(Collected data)
|---|

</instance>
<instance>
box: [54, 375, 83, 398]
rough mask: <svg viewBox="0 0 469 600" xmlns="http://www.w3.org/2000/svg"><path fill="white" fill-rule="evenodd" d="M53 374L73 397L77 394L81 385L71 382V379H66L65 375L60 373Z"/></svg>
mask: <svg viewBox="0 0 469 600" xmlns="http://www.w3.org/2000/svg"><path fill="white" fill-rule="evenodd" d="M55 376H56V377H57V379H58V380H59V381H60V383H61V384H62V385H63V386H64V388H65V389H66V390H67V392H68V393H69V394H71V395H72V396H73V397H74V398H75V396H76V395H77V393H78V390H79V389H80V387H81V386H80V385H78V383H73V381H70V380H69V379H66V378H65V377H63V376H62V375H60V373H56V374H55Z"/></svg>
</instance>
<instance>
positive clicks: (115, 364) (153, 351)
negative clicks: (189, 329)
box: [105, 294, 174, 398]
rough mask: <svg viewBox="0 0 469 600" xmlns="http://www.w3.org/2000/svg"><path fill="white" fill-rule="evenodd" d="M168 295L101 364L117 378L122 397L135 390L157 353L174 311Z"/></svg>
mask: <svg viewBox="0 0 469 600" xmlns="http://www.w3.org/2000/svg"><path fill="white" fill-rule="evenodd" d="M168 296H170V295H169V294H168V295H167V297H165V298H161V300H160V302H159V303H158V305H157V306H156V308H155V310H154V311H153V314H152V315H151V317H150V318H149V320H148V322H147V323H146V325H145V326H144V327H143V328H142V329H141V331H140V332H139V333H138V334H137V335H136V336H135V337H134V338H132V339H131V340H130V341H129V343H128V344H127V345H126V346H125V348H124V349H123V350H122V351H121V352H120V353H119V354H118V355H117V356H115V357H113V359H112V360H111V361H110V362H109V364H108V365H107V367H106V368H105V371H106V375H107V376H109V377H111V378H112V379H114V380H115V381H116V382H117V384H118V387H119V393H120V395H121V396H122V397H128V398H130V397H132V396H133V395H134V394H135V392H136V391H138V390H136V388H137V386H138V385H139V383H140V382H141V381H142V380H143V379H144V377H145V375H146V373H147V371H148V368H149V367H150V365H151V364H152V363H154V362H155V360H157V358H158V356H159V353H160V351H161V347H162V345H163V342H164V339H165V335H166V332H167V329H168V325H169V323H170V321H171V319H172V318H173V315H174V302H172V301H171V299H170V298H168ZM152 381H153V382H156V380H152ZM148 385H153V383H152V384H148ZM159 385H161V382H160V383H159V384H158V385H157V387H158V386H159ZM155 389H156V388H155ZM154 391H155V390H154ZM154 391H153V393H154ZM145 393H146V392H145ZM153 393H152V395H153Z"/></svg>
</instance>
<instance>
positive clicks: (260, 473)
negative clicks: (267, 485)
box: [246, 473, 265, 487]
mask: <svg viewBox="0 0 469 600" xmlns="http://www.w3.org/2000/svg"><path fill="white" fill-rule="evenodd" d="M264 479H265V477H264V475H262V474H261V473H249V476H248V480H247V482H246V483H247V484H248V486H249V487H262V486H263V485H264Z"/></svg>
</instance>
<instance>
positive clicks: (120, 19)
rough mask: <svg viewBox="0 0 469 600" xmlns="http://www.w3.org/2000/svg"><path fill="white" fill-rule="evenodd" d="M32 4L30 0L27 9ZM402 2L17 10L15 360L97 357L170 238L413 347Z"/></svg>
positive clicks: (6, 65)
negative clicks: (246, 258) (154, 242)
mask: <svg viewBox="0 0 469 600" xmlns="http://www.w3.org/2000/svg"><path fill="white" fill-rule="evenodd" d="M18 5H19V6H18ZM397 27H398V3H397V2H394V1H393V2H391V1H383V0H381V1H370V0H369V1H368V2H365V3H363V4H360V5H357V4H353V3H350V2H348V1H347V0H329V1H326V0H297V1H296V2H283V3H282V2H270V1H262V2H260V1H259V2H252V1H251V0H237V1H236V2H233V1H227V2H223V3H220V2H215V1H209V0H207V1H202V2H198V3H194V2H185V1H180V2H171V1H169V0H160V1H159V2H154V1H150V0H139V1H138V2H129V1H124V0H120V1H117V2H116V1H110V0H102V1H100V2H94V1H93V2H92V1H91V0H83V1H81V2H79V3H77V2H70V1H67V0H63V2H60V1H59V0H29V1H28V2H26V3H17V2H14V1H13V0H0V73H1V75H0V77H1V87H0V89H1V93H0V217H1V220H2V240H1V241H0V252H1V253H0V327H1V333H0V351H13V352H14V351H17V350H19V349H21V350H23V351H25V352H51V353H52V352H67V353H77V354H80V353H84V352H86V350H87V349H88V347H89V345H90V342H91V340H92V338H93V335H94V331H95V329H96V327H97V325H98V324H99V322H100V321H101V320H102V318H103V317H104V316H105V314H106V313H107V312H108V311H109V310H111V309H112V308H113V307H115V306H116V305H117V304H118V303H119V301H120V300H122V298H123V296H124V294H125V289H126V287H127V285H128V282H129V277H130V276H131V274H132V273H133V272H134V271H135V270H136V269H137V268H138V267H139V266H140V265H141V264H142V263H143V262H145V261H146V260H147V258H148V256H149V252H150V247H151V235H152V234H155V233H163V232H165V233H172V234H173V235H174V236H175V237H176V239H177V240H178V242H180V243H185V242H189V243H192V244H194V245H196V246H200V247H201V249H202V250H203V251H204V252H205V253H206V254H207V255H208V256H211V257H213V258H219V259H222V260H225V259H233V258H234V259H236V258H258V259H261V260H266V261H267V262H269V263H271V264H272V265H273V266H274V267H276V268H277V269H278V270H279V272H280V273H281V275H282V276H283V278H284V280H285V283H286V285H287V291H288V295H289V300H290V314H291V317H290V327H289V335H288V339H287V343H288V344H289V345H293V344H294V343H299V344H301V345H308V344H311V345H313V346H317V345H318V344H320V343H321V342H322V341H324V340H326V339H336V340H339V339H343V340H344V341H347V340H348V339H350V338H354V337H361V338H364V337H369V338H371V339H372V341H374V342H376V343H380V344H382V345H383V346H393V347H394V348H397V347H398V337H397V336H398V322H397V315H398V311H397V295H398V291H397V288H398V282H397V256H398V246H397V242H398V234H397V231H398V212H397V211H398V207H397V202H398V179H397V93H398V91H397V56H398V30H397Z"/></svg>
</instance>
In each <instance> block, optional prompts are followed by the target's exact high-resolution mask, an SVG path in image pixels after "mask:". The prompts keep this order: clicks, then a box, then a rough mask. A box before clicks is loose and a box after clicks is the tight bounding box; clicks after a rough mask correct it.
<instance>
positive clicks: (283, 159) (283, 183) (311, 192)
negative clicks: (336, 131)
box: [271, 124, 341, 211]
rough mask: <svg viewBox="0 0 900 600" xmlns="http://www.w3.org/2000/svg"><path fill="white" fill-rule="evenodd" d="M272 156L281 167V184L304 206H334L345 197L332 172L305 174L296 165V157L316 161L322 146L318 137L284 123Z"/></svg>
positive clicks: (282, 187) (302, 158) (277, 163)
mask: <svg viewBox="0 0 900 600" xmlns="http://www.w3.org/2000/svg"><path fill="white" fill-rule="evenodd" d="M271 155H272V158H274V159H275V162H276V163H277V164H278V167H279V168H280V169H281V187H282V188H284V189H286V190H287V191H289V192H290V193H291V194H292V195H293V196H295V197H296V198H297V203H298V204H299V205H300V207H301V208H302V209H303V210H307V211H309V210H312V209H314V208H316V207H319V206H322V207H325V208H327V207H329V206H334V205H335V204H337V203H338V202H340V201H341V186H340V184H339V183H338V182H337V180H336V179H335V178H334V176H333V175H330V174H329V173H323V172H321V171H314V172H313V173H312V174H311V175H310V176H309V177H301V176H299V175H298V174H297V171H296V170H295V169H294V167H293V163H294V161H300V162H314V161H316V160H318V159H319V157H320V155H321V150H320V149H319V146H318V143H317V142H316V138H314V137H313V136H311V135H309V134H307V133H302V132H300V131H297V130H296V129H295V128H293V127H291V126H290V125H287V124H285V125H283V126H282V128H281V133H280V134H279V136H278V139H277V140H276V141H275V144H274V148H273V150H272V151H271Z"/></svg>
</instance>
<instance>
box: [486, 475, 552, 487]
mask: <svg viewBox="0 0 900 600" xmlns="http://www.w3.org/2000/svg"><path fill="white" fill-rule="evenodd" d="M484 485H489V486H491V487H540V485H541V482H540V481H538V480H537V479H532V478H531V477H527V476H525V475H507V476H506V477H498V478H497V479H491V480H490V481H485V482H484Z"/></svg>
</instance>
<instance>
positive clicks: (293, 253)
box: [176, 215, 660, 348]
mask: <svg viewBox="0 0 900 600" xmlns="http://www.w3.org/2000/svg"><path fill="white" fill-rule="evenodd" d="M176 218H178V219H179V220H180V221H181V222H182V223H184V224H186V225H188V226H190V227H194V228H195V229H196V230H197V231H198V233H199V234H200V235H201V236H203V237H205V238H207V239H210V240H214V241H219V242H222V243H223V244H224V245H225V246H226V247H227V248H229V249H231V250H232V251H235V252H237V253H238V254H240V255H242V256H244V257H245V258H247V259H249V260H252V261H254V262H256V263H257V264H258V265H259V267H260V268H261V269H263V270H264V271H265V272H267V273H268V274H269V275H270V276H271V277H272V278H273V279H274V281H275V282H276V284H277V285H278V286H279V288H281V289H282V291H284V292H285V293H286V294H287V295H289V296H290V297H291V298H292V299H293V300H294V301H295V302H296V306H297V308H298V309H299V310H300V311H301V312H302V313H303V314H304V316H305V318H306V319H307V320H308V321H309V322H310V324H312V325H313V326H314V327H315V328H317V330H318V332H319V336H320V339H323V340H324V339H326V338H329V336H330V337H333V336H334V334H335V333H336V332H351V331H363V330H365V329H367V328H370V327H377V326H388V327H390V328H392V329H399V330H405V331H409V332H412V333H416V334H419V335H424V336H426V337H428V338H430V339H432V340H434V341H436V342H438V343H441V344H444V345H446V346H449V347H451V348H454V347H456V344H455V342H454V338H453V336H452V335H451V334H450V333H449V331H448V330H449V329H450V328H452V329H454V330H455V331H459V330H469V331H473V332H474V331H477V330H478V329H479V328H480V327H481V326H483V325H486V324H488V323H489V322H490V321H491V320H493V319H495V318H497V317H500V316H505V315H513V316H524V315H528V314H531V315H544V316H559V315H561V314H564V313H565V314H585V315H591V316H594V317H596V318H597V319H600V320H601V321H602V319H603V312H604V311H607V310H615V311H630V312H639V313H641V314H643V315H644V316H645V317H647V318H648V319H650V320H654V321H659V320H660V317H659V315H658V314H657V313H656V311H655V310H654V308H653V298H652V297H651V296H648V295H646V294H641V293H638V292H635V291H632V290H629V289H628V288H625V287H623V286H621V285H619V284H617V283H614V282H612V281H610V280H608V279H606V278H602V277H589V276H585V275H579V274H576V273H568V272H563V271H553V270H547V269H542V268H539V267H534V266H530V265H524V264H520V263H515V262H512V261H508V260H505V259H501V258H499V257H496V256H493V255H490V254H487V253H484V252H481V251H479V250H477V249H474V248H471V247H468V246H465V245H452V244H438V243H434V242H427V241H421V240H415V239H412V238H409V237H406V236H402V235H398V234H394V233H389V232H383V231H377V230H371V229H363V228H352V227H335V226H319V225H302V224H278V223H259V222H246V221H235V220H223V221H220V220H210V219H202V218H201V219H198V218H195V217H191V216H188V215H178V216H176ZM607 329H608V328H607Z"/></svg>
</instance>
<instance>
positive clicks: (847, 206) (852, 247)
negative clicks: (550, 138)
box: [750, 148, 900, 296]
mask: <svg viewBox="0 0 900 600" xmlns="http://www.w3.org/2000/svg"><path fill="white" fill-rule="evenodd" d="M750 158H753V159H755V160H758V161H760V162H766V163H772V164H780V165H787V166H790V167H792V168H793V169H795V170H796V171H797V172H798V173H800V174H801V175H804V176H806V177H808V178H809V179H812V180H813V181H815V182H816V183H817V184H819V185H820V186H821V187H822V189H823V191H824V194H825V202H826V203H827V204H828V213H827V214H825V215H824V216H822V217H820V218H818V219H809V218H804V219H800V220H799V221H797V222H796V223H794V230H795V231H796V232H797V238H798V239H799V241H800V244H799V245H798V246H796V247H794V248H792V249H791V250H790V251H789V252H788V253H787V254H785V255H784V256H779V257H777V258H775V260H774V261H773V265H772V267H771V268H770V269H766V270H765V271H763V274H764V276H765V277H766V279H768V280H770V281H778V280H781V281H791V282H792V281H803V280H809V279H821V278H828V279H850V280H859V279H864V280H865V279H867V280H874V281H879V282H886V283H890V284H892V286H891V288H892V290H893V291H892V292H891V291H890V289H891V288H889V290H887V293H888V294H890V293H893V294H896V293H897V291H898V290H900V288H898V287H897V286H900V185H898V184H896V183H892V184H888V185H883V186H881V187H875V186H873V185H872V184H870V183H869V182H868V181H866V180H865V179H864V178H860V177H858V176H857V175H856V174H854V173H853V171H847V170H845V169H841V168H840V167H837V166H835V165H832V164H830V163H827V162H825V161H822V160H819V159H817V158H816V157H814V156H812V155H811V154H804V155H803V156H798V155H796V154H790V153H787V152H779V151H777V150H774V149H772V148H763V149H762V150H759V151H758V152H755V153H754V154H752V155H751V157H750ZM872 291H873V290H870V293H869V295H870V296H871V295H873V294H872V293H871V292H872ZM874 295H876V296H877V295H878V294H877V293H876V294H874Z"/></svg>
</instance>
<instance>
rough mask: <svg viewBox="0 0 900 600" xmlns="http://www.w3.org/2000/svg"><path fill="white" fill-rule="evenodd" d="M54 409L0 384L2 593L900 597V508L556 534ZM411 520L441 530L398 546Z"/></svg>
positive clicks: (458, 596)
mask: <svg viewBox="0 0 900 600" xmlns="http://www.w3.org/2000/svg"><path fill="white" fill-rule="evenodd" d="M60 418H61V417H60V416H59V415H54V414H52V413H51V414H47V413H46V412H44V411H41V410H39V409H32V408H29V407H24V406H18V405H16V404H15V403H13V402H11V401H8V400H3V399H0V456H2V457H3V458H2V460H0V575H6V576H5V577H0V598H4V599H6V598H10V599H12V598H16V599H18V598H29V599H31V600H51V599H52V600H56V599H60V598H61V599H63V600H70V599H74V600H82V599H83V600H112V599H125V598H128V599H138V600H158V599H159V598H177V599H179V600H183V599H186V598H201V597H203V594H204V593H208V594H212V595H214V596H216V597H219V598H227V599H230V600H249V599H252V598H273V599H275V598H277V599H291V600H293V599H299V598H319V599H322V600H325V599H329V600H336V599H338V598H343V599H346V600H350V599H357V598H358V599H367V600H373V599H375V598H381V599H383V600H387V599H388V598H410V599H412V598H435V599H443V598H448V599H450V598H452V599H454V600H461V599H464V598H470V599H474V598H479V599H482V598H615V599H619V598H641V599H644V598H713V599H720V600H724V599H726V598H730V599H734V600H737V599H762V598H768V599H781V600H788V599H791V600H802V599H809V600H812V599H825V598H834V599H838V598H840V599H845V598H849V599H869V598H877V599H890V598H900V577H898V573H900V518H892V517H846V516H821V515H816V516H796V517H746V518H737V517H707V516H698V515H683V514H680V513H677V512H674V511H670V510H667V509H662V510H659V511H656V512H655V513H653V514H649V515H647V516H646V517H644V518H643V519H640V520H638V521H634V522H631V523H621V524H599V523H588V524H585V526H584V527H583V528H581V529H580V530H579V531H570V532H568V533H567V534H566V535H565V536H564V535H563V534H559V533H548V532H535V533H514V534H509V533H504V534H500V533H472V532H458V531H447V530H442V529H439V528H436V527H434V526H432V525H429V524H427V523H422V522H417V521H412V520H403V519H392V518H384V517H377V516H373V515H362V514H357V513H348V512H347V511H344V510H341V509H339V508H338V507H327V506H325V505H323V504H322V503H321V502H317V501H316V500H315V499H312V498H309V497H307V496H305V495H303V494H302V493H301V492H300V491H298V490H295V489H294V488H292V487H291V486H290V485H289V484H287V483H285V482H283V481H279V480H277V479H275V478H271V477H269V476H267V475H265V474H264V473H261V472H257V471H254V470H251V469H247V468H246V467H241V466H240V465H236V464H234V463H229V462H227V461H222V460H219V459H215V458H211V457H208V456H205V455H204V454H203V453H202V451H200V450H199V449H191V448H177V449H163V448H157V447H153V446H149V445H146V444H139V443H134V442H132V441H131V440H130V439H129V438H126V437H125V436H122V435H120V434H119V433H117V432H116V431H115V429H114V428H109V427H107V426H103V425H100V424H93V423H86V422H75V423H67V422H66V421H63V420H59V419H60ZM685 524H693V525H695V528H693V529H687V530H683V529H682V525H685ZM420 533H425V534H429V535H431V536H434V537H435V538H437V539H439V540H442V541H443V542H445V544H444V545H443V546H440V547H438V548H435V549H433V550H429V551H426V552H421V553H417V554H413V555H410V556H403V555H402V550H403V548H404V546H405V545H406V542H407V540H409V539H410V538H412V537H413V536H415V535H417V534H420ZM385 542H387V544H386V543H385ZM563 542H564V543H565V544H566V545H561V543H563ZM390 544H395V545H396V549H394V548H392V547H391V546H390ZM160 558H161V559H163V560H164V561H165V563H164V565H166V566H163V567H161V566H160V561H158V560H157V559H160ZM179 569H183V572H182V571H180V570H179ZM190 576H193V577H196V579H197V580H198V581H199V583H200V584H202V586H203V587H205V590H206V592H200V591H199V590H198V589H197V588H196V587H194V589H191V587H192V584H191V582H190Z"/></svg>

|---|

» **Assigned task**
Would you output, from the records above, exactly the run of lines that starts at the line containing "box: [246, 473, 265, 487]" and ends at the line containing "positive clicks: (6, 65)", and only that run?

» **Solution below**
box: [246, 473, 265, 487]
mask: <svg viewBox="0 0 469 600" xmlns="http://www.w3.org/2000/svg"><path fill="white" fill-rule="evenodd" d="M264 479H265V477H264V475H262V474H261V473H249V476H248V480H247V482H246V483H247V484H248V486H249V487H262V486H263V485H264Z"/></svg>
</instance>
<instance>
positive clicks: (120, 19)
rough mask: <svg viewBox="0 0 469 600" xmlns="http://www.w3.org/2000/svg"><path fill="white" fill-rule="evenodd" d="M32 4L30 0L27 9ZM402 2L17 10L15 360L97 357L170 238L413 347Z"/></svg>
positive clicks: (6, 65)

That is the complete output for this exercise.